Text:
__________

The notion that Powell and his party had met an unfortunate end during their 1869 expedition did not strain the imagination. They had, after all, undertaken what is now considered one of America’s great adventure stories. The mighty Colorado River’s course had, until then, been a mystery even to Native Americans of the region, a blank space on the best maps available. Powell’s expeditions in 1869 and 1871-72 revealed the Colorado’s secrets, as well as some of the most remarkable terrain–including the magnificent Grand Canyon–to be found anywhere on earth.

 

Wes, as he was known, was born on March 24, 1834, at Mount Morris, New York, to Joseph and Mary Dean Powell. The family traveled west, living first in Ohio and then in Wisconsin. Joseph, a tailor and lay preacher, intended that his son follow in the footsteps of his namesake, John Wesley, the Methodist minister. But while his father was off saving souls on the frontier, Wes’s imagination was fired more by a neighbor versed in geology and natural history than by Joseph’s religious tracts.

__________

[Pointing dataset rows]
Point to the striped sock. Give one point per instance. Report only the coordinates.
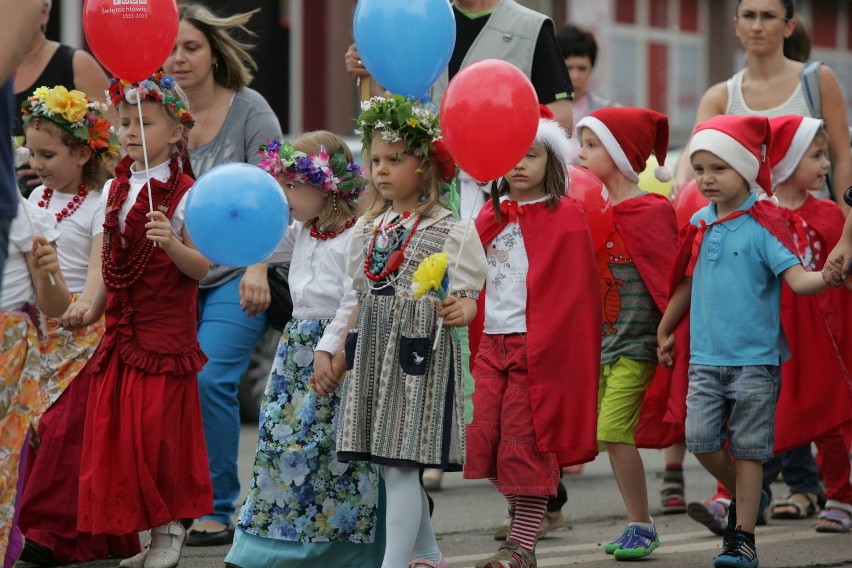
(529, 512)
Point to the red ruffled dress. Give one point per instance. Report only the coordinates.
(144, 457)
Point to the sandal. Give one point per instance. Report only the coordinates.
(423, 562)
(837, 513)
(801, 510)
(511, 555)
(672, 498)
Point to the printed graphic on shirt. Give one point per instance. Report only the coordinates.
(507, 259)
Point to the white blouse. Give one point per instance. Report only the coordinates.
(319, 285)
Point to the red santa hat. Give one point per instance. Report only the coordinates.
(551, 135)
(629, 135)
(741, 141)
(791, 138)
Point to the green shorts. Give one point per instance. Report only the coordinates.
(622, 388)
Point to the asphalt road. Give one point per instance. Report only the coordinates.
(467, 511)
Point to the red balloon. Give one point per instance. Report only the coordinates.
(688, 201)
(131, 38)
(489, 118)
(589, 190)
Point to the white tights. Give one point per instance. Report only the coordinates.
(408, 525)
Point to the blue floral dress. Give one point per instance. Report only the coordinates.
(299, 490)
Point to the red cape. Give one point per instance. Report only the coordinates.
(648, 227)
(563, 326)
(816, 389)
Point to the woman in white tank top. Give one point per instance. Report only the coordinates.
(770, 85)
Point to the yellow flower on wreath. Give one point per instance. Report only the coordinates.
(72, 105)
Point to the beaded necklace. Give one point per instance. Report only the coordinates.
(323, 235)
(121, 275)
(385, 257)
(72, 205)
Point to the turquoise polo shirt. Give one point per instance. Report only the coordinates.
(736, 293)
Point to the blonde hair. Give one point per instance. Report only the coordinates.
(430, 189)
(234, 64)
(97, 169)
(337, 210)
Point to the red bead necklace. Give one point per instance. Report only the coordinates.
(72, 205)
(396, 257)
(323, 235)
(119, 275)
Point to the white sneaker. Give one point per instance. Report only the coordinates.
(167, 557)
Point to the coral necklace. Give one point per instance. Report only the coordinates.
(72, 205)
(382, 268)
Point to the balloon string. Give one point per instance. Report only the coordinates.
(145, 156)
(32, 230)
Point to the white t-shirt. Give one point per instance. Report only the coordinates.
(77, 232)
(17, 283)
(137, 182)
(506, 287)
(319, 285)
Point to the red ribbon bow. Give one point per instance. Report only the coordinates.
(510, 208)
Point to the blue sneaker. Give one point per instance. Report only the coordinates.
(640, 543)
(611, 547)
(739, 552)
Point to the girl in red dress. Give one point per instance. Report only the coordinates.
(144, 460)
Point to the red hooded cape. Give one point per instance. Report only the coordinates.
(648, 227)
(816, 389)
(563, 325)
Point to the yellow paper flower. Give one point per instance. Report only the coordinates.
(429, 274)
(72, 105)
(41, 92)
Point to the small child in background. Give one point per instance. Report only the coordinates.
(32, 281)
(73, 150)
(144, 461)
(732, 257)
(536, 368)
(403, 400)
(635, 265)
(304, 506)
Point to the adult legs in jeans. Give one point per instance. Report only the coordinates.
(227, 336)
(801, 476)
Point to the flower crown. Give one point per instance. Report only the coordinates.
(332, 174)
(155, 88)
(398, 119)
(75, 113)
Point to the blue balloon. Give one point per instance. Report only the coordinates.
(405, 44)
(236, 214)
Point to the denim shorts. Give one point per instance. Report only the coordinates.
(734, 405)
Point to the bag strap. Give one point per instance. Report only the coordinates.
(810, 83)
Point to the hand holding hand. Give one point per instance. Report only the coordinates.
(254, 290)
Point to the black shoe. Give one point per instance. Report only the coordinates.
(37, 554)
(204, 538)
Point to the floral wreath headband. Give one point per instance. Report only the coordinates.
(155, 88)
(401, 120)
(331, 174)
(75, 113)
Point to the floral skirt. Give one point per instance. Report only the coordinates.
(20, 362)
(299, 491)
(66, 352)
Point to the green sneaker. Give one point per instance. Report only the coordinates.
(639, 543)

__________

Work to complete:
(a) Arrange the rows as a numbered list, starting with the line that contains "Point to the flower" and running through the final row. Skip any blank lines.
(b) Pick up the text about John Wesley Powell after its last sentence and continue writing it.

Answers to the tasks:
(a)
1. Point to the flower crown. Give one point per instance. Report only the coordinates.
2. (332, 174)
3. (155, 88)
4. (398, 119)
5. (75, 113)
6. Point to the blue balloon. Give one point per instance. Report only the coordinates.
7. (405, 44)
8. (236, 214)
9. Point to the denim shorts. Give one point per instance. Report only the coordinates.
10. (734, 405)
11. Point to the bag strap. Give one point per instance. Report only the coordinates.
12. (810, 83)
13. Point to the hand holding hand. Give one point per instance. Report only the coordinates.
14. (254, 290)
15. Point to the black shoe. Give one point per instance. Report only the coordinates.
16. (37, 554)
17. (204, 538)
18. Point to the floral wreath headband. Give one point per instance. Report only the coordinates.
19. (155, 88)
20. (401, 120)
21. (331, 174)
22. (75, 113)
23. Point to the floral skirt. Give one point per instance. Report only the coordinates.
24. (20, 362)
25. (299, 491)
26. (66, 352)
27. Point to the green sneaker. Give one point per instance. Report only the coordinates.
28. (639, 543)

(b)
At age 16, Wes rejected his father’s offer to educate him in the ministry, choosing instead to attend a school in Janesville, Wisconsin, twenty miles from home. He supplemented the school’s disappointing curriculum with books on geometry, history, and geology, which he borrowed from a friend in the town.

When Reverend Powell sold the Wisconsin farm in 1851 and purchased 320 acres in Illinois, he ordered his son home to help break the new sod. Wes reluctantly complied, but a year later, he packed his clothes and books and left for Jefferson, Wisconsin, to teach in a one-room schoolhouse. In addition to instructing his students in the basic subjects, Wes led them on field trips to collect specimens and explain to them the geology of the area.

Finally, at the age of 21, Powell was able to pursue his education by enrolling in Illinois College at Jacksonville. Before beginning his studies, however, he ventured out on his first exploring expedition. In a small skiff, he rowed up the Mississippi River to St. Paul, Minnesota, where he sold the boat and set off on foot through the forests of Wisconsin and Michigan. His travels ended in Detroit, where he stopped to visit his mother’s brother, Joseph Dean, and his family. Introduced to his 18-year-old cousin Emma, Wes soon found himself in love.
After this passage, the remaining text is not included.